**** Extract to read

Each year around 20,000 people in the UK are admitted to hospital with acute pancreatitis. One in five of these cases are severe, resulting in around 1000 deaths annually.
Published today in the US-based PNAS journal*, findings reveal that tests undertaken by scientists at Cardiff University, using an existing calcium channel-blocking compound developed by GlaxoSmithKline, have succeeded in markedly reducing the flow of calcium into isolated pancreatic cells and stopping the root cause of the disease in its tracks.
“The aim of the research was to block excessive calcium entry caused by agents inducing pancreatitis and then test whether this would protect the pancreatic cells from self-digestion and death,” explains Senior Author of the research and Director of Cardiff University’s School of Biosciences, MRC Professor Ole Petersen FRS.
“Our research shows that the calcium channel inhibiting compound offers unique and effective protection against inappropriate activation inside the cells of digestive enzymes, which would cannibalise the pancreas and the surrounding tissue.
“This breakthrough shows huge potential to radically change and improve the outcome for patients suffering from severe pancreatitis. The publication of these findings will open the way for further research involving animals and humans – and, if successful, we shall for the first time be able to treat this often fatal disease.”
The research was funded by a £2.3M Medical Research Council (MRC) Programme grant.
Dr Joe McNamara Population and Systems Medicine Board Chair at the Medical Research Council who funded the study, said: “While further research will be needed to show that the success seen here in cells can be replicated in animal and then human trials, this is clearly an interesting study which takes an innovative first step towards drug development for acute pancreatitis, an increasingly common condition for which new treatment options are sorely needed.”

********
**** Data extract

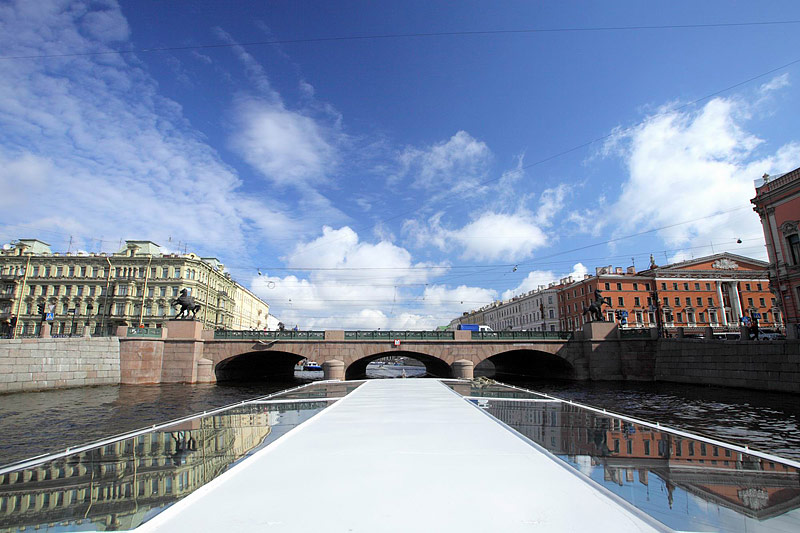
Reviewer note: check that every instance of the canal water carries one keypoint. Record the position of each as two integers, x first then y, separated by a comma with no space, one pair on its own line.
34,423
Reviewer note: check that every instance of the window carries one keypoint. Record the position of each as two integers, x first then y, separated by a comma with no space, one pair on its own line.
794,248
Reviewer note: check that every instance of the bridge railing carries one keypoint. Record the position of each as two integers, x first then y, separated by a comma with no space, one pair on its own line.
402,335
270,335
144,332
634,333
391,335
521,335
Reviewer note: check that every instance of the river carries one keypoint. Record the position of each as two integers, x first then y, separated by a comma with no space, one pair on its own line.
33,423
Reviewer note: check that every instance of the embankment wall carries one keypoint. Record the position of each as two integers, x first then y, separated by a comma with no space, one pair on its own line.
761,365
34,364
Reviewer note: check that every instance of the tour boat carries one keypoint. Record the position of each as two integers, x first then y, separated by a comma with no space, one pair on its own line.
311,365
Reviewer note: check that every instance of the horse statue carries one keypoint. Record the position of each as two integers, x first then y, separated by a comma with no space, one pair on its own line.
187,305
595,308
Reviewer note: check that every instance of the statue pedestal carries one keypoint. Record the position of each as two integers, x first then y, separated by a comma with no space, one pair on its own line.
184,329
600,331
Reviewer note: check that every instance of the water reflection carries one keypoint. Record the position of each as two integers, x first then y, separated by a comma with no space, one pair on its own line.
683,482
122,484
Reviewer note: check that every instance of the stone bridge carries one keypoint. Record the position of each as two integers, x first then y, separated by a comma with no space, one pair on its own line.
184,353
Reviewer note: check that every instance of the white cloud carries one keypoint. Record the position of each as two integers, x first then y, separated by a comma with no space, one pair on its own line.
346,283
538,278
688,165
778,82
88,145
494,235
455,165
287,147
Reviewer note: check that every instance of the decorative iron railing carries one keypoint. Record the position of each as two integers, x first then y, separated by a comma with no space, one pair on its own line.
402,335
144,332
270,335
521,335
636,333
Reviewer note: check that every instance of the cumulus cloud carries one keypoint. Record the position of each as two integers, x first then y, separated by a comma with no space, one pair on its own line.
456,165
343,282
285,146
539,278
494,235
689,165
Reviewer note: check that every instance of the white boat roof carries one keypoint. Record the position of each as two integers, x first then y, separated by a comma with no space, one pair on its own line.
401,455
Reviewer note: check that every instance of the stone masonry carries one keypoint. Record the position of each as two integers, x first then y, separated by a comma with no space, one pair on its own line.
33,364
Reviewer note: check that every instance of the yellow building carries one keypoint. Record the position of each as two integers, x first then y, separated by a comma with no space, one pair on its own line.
135,286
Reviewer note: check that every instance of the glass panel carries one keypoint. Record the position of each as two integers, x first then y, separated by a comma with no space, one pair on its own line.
686,483
120,485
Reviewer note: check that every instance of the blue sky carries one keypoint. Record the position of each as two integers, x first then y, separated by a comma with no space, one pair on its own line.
395,181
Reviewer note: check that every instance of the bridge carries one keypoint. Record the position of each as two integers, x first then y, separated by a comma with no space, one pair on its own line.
184,352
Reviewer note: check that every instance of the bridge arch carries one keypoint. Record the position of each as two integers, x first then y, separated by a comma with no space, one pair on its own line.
258,366
434,366
526,363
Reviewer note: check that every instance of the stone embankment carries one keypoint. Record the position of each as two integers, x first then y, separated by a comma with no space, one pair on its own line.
34,364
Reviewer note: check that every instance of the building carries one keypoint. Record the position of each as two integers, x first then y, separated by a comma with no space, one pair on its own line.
777,202
722,291
536,310
132,287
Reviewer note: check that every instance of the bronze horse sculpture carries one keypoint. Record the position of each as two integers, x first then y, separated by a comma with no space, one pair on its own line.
187,305
595,308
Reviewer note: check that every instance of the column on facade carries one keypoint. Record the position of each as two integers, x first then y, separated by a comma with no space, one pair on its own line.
736,304
724,317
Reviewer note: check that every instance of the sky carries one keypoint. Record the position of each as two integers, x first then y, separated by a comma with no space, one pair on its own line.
390,165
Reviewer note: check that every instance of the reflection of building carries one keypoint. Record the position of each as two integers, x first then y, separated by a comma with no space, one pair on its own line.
134,286
114,486
714,291
777,202
630,453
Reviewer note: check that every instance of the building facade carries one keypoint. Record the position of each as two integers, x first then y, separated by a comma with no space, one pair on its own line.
135,286
723,291
777,202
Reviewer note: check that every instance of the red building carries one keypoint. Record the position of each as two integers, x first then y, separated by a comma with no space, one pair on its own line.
720,291
777,202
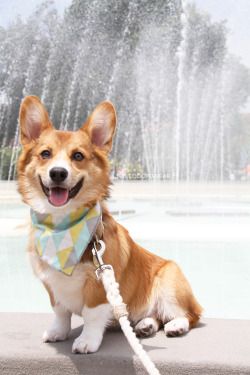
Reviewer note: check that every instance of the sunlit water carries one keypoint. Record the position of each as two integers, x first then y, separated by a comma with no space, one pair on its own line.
218,271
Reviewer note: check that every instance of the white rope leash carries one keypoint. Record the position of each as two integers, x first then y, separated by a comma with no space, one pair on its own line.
119,308
120,312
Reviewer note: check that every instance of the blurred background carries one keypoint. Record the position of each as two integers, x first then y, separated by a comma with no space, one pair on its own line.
178,75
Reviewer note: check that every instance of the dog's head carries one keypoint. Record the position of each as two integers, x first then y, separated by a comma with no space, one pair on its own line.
61,170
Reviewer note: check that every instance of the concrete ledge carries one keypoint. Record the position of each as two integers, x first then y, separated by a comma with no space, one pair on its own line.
215,347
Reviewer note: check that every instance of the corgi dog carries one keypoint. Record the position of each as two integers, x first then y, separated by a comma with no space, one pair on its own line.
62,174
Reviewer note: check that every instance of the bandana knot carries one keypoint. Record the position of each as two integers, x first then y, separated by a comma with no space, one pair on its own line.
62,242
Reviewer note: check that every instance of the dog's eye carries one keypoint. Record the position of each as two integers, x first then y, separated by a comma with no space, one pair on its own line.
46,154
78,156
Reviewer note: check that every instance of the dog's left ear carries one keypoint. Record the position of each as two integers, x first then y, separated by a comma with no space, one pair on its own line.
100,126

********

→ Exercise directions
Print the whole pancreatitis research text word for word. Work only from the text about the pancreatitis research.

→ Result
Each year around 20,000 people in the UK are admitted to hospital with acute pancreatitis. One in five of these cases are severe, resulting in around 1000 deaths annually.
Published today in the US-based PNAS journal*, findings reveal that tests undertaken by scientists at Cardiff University, using an existing calcium channel-blocking compound developed by GlaxoSmithKline, have succeeded in markedly reducing the flow of calcium into isolated pancreatic cells and stopping the root cause of the disease in its tracks.
“The aim of the research was to block excessive calcium entry caused by agents inducing pancreatitis and then test whether this would protect the pancreatic cells from self-digestion and death,” explains Senior Author of the research and Director of Cardiff University’s School of Biosciences, MRC Professor Ole Petersen FRS.
“Our research shows that the calcium channel inhibiting compound offers unique and effective protection against inappropriate activation inside the cells of digestive enzymes, which would cannibalise the pancreas and the surrounding tissue.
“This breakthrough shows huge potential to radically change and improve the outcome for patients suffering from severe pancreatitis. The publication of these findings will open the way for further research involving animals and humans – and, if successful, we shall for the first time be able to treat this often fatal disease.”
The research was funded by a £2.3M Medical Research Council (MRC) Programme grant.
Dr Joe McNamara Population and Systems Medicine Board Chair at the Medical Research Council who funded the study, said: “While further research will be needed to show that the success seen here in cells can be replicated in animal and then human trials, this is clearly an interesting study which takes an innovative first step towards drug development for acute pancreatitis, an increasingly common condition for which new treatment options are sorely needed.”